=== Extrait fourni ===

Baxter Dury - Arte Concert Festival

On ne présente plus le Dandy des Dandies, Baxter Dury, au public français. Rattaché en dernière minute à la programmation du Arte Concert Festival après le désistement de James Blake, l’Anglais venait ainsi nous présenter son dernier album Allbarone. Un concert surprise, gratuit et terriblement enivrant. 

Surprise! C’est Baxter Dury à L’appareil

Ça fait dix ans que l’Arte Concert Festival prend ses quartiers à la Gaité Lyrique chaque octobre. Et tous les ans, il y a du beau monde : St Vincent, Damon Albarn, Iggy Pop… Cette année encore, la programmation faisait rêver : Mac Demarco, Sudan Archives, Camille Yembé, Wu Lyf et Silly Boy Blue graciaient le festival de leur présence. Le seul absent ? James Blake, dont l’annulation de dernière minute a fait grincer des dents… avant de déclencher un vent d’euphorie, puisque celui qui le remplaçait n’était autre que Baxter Dury. Cette annonce, survenue moins d’une semaine, avant la date du concert a crée un vent d’enthousiasme chez les fans du Dandy, sauf que manque de chance, le concert était déjà complet depuis la mise en vente des billets (comme chaque année).

Ce remplacement tombait à pic pour Baxter Dury. Celui-ci dévoilait en septembre dernier son neuvième album Allbarone, produit en collaboration avec James Epworth (Adele, Arctic Monkeys, Florence + The Machine…). Un disque qui prend une tournure bien plus électro que sa discographie habituelle. Plus frontal, plus audacieux, plus sexy aussi, on sait déjà qu’il va nous tenir chaud jusqu’à la saison nouvelle tant on va danser dessus tout l’hiver. Belle surprise donc pour le public parisien, qui assistait à la première représentation depuis la sortie du projet.

=== Données fournies ===

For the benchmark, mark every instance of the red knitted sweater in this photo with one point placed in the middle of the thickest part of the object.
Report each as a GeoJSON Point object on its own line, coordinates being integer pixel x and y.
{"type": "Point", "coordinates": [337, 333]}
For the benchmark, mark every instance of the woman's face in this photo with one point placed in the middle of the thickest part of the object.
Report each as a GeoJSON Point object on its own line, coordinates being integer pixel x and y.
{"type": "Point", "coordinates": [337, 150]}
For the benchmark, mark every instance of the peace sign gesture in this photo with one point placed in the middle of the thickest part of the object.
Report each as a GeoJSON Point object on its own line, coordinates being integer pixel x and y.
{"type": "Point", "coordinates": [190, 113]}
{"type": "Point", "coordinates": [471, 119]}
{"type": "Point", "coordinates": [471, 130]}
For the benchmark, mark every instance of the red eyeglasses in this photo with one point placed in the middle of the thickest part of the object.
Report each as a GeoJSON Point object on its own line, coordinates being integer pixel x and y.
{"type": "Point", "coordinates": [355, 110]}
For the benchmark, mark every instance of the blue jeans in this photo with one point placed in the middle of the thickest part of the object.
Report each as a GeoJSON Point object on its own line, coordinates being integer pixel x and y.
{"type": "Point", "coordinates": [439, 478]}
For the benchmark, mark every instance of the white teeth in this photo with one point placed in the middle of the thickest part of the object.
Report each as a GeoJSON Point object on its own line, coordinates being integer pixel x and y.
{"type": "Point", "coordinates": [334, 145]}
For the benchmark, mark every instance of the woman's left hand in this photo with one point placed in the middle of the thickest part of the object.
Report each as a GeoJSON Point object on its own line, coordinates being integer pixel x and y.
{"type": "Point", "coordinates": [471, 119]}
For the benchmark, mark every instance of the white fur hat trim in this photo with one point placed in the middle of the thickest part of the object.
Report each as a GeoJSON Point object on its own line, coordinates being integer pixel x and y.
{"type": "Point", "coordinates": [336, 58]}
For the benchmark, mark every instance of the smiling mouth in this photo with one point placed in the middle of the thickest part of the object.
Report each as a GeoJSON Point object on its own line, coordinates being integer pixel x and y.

===

### Consigne
Rédigez la suite du compte rendu consacré au concert de Baxter Dury, en reprenant après sa dernière phrase. Les enregistrements ne sont d'aucune utilité pour cet exercice.

### Réponse
Tell me if you’re coming to allbarone!

C’est à 22h35 que l’Anglais monte sur la scène centrale de la Gaité Lyrique. Costume gris qui n’a jamais foutu un fil dans un bureau, multitude de chaînes en or autour du cou, chemise entrouverte, regard torve et posture de boxeur; Baxter est en position de combat. Et c’est bien d’un combat dont il s’agit : celui d’un artiste qui refuse de se répéter. Les premières notes de « Alpha Dog » retentissent. Le ton est donné, les morceaux s’enchaînent sans fioriture. Le concert sera brutal, précis, dansant. La setlist alterne habilement entre les titres d’Allbarone et quelques morceaux plus anciens :  « Miami »  , « Palm Trees », « I’m Not Your Dog ». Un dosage parfait, pensé pour raviver la ferveur des fidèles tout en embarquant ceux qui découvrent ce nouveau virage électro.

Monsieur Dury se désinhibe de seconde en seconde, oscillant entre théâtralité et nonchalance, comme s’il s’amusait de son propre rôle. Il multiplie ses pas de danse signature. Genoux pliés, buste penché, bras suspendus, visage figé dans une moue ironique. Il bondit, se recroqueville, s’élance à nouveau, comme traversé par une énergie qu’il peine à contenir.
La lumière vire au rouge, puis au bleu. Chaque changement d’ambiance semble recalibrer sa gestuelle, comme si la musique lui dictait un langage corporel différent à chaque morceau. On a à peine le temps de saisir une attitude qu’il est déjà ailleurs.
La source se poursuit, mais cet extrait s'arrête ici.